Give the data below again, word for word.

Supplied records:
-- Start --

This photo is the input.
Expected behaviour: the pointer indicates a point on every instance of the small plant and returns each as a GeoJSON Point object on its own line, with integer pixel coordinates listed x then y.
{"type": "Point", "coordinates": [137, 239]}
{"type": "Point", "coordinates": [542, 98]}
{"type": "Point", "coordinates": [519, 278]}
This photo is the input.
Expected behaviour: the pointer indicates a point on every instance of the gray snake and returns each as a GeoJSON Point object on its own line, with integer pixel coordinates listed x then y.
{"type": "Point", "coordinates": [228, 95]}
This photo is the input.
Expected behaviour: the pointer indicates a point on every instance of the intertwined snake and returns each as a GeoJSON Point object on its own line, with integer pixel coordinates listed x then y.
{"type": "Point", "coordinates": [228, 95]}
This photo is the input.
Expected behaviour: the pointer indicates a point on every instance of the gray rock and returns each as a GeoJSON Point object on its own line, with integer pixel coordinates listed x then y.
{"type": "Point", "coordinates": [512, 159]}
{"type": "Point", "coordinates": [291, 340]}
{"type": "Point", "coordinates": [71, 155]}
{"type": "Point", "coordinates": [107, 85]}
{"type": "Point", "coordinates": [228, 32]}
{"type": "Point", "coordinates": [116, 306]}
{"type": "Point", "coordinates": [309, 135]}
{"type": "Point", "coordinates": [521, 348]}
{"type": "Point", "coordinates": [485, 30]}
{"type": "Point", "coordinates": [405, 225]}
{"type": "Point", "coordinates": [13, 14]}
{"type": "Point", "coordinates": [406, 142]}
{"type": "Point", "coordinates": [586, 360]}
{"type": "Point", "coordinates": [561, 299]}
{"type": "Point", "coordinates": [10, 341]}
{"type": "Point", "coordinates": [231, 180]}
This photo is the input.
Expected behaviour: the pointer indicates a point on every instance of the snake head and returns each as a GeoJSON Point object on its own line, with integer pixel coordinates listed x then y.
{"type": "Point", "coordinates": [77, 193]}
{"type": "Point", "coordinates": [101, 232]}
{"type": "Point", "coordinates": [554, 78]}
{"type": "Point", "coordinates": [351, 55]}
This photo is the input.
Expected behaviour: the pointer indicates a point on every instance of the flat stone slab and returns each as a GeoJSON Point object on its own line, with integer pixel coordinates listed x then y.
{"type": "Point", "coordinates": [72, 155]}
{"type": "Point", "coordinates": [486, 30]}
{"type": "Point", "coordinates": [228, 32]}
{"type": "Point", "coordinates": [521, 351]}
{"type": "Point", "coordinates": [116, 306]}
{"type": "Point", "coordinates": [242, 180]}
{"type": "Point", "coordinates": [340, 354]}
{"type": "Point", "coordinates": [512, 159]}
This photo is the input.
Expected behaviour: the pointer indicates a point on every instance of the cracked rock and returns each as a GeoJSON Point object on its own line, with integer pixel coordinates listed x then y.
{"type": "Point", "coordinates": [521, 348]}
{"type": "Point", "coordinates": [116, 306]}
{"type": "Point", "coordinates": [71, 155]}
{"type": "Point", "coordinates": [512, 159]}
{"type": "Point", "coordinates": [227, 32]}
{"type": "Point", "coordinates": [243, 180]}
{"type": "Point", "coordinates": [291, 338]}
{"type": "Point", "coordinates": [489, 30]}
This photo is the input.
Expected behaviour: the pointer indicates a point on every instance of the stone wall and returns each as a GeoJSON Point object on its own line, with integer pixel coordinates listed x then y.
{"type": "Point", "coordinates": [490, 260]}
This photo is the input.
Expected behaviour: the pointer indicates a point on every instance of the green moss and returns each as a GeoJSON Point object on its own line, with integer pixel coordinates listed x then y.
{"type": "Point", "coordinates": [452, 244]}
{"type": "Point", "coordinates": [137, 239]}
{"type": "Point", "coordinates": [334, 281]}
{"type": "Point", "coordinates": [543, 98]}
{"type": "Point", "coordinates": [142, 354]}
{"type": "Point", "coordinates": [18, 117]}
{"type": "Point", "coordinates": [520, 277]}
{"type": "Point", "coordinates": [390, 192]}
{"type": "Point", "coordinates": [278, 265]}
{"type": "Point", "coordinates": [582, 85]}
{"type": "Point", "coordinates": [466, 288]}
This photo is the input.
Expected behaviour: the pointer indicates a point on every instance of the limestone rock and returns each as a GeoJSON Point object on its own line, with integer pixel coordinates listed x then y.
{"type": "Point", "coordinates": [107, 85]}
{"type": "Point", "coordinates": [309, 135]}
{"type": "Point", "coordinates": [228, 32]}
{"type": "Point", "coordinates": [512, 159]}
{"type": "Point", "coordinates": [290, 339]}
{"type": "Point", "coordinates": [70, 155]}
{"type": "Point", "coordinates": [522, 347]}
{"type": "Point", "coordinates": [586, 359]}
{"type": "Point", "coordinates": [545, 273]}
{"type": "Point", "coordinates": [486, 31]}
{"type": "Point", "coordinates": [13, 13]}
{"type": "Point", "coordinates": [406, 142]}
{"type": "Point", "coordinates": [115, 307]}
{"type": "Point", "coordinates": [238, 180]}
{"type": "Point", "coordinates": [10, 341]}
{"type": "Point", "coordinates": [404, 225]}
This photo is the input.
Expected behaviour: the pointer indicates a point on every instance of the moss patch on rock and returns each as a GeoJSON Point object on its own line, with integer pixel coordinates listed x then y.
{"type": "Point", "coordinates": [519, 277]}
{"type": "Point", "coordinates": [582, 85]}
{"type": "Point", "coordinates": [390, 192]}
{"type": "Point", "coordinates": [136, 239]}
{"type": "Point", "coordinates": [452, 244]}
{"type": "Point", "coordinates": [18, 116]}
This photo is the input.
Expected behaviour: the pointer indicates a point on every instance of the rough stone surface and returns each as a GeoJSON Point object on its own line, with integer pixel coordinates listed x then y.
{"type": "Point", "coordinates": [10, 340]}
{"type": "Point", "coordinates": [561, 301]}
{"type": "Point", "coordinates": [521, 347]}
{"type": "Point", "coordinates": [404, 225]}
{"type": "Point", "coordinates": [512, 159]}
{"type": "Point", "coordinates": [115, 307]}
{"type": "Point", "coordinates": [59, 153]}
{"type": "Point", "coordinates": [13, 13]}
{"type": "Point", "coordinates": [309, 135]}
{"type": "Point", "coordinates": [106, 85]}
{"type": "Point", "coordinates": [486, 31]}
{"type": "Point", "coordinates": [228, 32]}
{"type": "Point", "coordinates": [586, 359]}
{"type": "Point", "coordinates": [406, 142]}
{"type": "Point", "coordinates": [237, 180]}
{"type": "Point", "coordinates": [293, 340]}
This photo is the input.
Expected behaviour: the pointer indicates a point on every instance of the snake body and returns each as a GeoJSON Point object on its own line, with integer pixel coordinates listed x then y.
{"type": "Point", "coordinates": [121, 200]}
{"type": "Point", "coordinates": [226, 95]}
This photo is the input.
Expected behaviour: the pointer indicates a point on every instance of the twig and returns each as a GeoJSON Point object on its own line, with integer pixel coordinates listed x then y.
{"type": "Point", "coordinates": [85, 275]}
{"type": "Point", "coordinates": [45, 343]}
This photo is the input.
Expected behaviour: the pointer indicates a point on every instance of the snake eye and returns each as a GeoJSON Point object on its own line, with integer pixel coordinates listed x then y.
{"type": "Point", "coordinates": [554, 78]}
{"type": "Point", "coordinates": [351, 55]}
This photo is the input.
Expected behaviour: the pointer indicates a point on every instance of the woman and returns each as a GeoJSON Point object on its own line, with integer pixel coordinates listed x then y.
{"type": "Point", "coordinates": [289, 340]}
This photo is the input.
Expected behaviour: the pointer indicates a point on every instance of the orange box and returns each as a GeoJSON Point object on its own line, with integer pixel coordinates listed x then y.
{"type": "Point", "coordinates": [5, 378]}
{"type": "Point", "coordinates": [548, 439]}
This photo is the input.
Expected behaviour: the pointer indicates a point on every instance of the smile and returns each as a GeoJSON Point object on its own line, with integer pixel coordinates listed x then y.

-- End --

Final result:
This photo is the input.
Expected behaviour: the pointer indicates a point on every instance of the small plant and returns each as a GeoJSON Point object on its own line, with integer pixel coordinates listed x then y.
{"type": "Point", "coordinates": [137, 239]}
{"type": "Point", "coordinates": [542, 98]}
{"type": "Point", "coordinates": [519, 278]}
This photo is the input.
Expected behaviour: the pointer indicates a point on every instance of the gray snake and returns each as a GeoJSON Point object on its own line, with integer pixel coordinates listed x then y.
{"type": "Point", "coordinates": [228, 95]}
This photo is the input.
Expected behaviour: the pointer indicates a point on every instance of the intertwined snake and returns each as a GeoJSON Point object on its own line, with integer pixel coordinates listed x then y.
{"type": "Point", "coordinates": [228, 95]}
This photo is the input.
Expected behaviour: the pointer indicates a point on every instance of the gray rock and returns each as a GeoJSON Point object on its own line, with integer pixel coordinates listed x then y.
{"type": "Point", "coordinates": [512, 159]}
{"type": "Point", "coordinates": [291, 340]}
{"type": "Point", "coordinates": [71, 155]}
{"type": "Point", "coordinates": [107, 85]}
{"type": "Point", "coordinates": [228, 32]}
{"type": "Point", "coordinates": [116, 306]}
{"type": "Point", "coordinates": [309, 135]}
{"type": "Point", "coordinates": [521, 348]}
{"type": "Point", "coordinates": [485, 30]}
{"type": "Point", "coordinates": [405, 225]}
{"type": "Point", "coordinates": [13, 14]}
{"type": "Point", "coordinates": [406, 142]}
{"type": "Point", "coordinates": [586, 360]}
{"type": "Point", "coordinates": [561, 299]}
{"type": "Point", "coordinates": [10, 341]}
{"type": "Point", "coordinates": [231, 180]}
This photo is the input.
Expected behaviour: the pointer indicates a point on every instance of the snake head and returns each as a GeoJSON Point object on its own line, with integer pixel coordinates listed x then y.
{"type": "Point", "coordinates": [77, 193]}
{"type": "Point", "coordinates": [101, 232]}
{"type": "Point", "coordinates": [554, 78]}
{"type": "Point", "coordinates": [351, 55]}
This photo is the input.
Expected behaviour: the pointer indicates a point on every instance of the flat stone slab and returns each as a GeoJSON Point object on its own line, with integer pixel coordinates listed x then y.
{"type": "Point", "coordinates": [72, 155]}
{"type": "Point", "coordinates": [486, 30]}
{"type": "Point", "coordinates": [228, 32]}
{"type": "Point", "coordinates": [521, 351]}
{"type": "Point", "coordinates": [116, 306]}
{"type": "Point", "coordinates": [242, 180]}
{"type": "Point", "coordinates": [340, 354]}
{"type": "Point", "coordinates": [512, 159]}
This photo is the input.
Expected behaviour: the pointer indicates a point on every instance of the cracked rock and returns each as a GeoJSON Point object on its own line, with integer pixel coordinates listed x then y.
{"type": "Point", "coordinates": [521, 348]}
{"type": "Point", "coordinates": [116, 306]}
{"type": "Point", "coordinates": [71, 155]}
{"type": "Point", "coordinates": [512, 159]}
{"type": "Point", "coordinates": [227, 32]}
{"type": "Point", "coordinates": [243, 180]}
{"type": "Point", "coordinates": [291, 338]}
{"type": "Point", "coordinates": [489, 30]}
This photo is the input.
Expected behaviour: the pointer indicates a point on every instance of the stone wall and returns each as a GeoJSON Point object on its own line, with integer pixel coordinates listed x then y.
{"type": "Point", "coordinates": [490, 260]}
This photo is the input.
Expected behaviour: the pointer indicates a point on every instance of the green moss and returns each as a GeoJSON Point object on its own line, with integer pixel coordinates listed x then y.
{"type": "Point", "coordinates": [452, 244]}
{"type": "Point", "coordinates": [137, 239]}
{"type": "Point", "coordinates": [334, 281]}
{"type": "Point", "coordinates": [543, 98]}
{"type": "Point", "coordinates": [142, 354]}
{"type": "Point", "coordinates": [18, 117]}
{"type": "Point", "coordinates": [520, 277]}
{"type": "Point", "coordinates": [390, 192]}
{"type": "Point", "coordinates": [278, 265]}
{"type": "Point", "coordinates": [582, 85]}
{"type": "Point", "coordinates": [466, 288]}
This photo is the input.
Expected behaviour: the pointer indicates a point on every instance of the limestone rock and returns each as a GeoJSON Point object on its own line, with integer pixel coordinates listed x then y.
{"type": "Point", "coordinates": [107, 85]}
{"type": "Point", "coordinates": [309, 135]}
{"type": "Point", "coordinates": [228, 32]}
{"type": "Point", "coordinates": [512, 159]}
{"type": "Point", "coordinates": [290, 339]}
{"type": "Point", "coordinates": [70, 155]}
{"type": "Point", "coordinates": [522, 347]}
{"type": "Point", "coordinates": [586, 359]}
{"type": "Point", "coordinates": [545, 273]}
{"type": "Point", "coordinates": [486, 31]}
{"type": "Point", "coordinates": [13, 13]}
{"type": "Point", "coordinates": [406, 142]}
{"type": "Point", "coordinates": [115, 307]}
{"type": "Point", "coordinates": [238, 180]}
{"type": "Point", "coordinates": [10, 341]}
{"type": "Point", "coordinates": [404, 225]}
This photo is the input.
Expected behaviour: the pointer indicates a point on every instance of the moss patch on rock and returns each as a GeoJSON Point object on its own line, with integer pixel coordinates listed x then y.
{"type": "Point", "coordinates": [519, 277]}
{"type": "Point", "coordinates": [582, 85]}
{"type": "Point", "coordinates": [390, 192]}
{"type": "Point", "coordinates": [136, 239]}
{"type": "Point", "coordinates": [452, 244]}
{"type": "Point", "coordinates": [18, 116]}
This photo is the input.
Expected behaviour: the pointer indicates a point on every instance of the rough stone surface and returns each as a GeoJSON Point object on its own line, with integer pixel coordinates listed x then y.
{"type": "Point", "coordinates": [10, 340]}
{"type": "Point", "coordinates": [561, 301]}
{"type": "Point", "coordinates": [521, 347]}
{"type": "Point", "coordinates": [404, 225]}
{"type": "Point", "coordinates": [512, 159]}
{"type": "Point", "coordinates": [115, 307]}
{"type": "Point", "coordinates": [59, 153]}
{"type": "Point", "coordinates": [13, 13]}
{"type": "Point", "coordinates": [309, 135]}
{"type": "Point", "coordinates": [106, 85]}
{"type": "Point", "coordinates": [486, 31]}
{"type": "Point", "coordinates": [228, 32]}
{"type": "Point", "coordinates": [586, 359]}
{"type": "Point", "coordinates": [406, 142]}
{"type": "Point", "coordinates": [237, 180]}
{"type": "Point", "coordinates": [293, 340]}
This photo is the input.
Expected behaviour: the pointer indicates a point on every instance of the snake body and returns each as a GeoJSON Point object on its own line, with integer pixel coordinates listed x then y.
{"type": "Point", "coordinates": [121, 200]}
{"type": "Point", "coordinates": [226, 95]}
This photo is the input.
Expected behaviour: the pointer indicates a point on every instance of the twig and returns each as a GeoJSON Point object on its own line, with integer pixel coordinates listed x then y.
{"type": "Point", "coordinates": [85, 275]}
{"type": "Point", "coordinates": [45, 343]}
This photo is the input.
Expected behaviour: the pointer indicates a point on every instance of the snake eye and returns each as a GeoJSON Point object on its own line, with integer pixel coordinates listed x then y.
{"type": "Point", "coordinates": [554, 78]}
{"type": "Point", "coordinates": [351, 55]}
This photo is the input.
Expected behaviour: the pointer indicates a point on every instance of the woman and returns each as a GeoJSON Point object on its own line, with integer pixel coordinates listed x then y.
{"type": "Point", "coordinates": [289, 340]}
This photo is the input.
Expected behaviour: the pointer indicates a point on every instance of the orange box and returns each as a GeoJSON Point object on its own line, with integer pixel coordinates listed x then y.
{"type": "Point", "coordinates": [5, 378]}
{"type": "Point", "coordinates": [548, 439]}
This photo is the input.
Expected behaviour: the pointer indicates a point on every instance of the smile and returns each as a GeoJSON Point object on its own line, with integer pixel coordinates listed x then y.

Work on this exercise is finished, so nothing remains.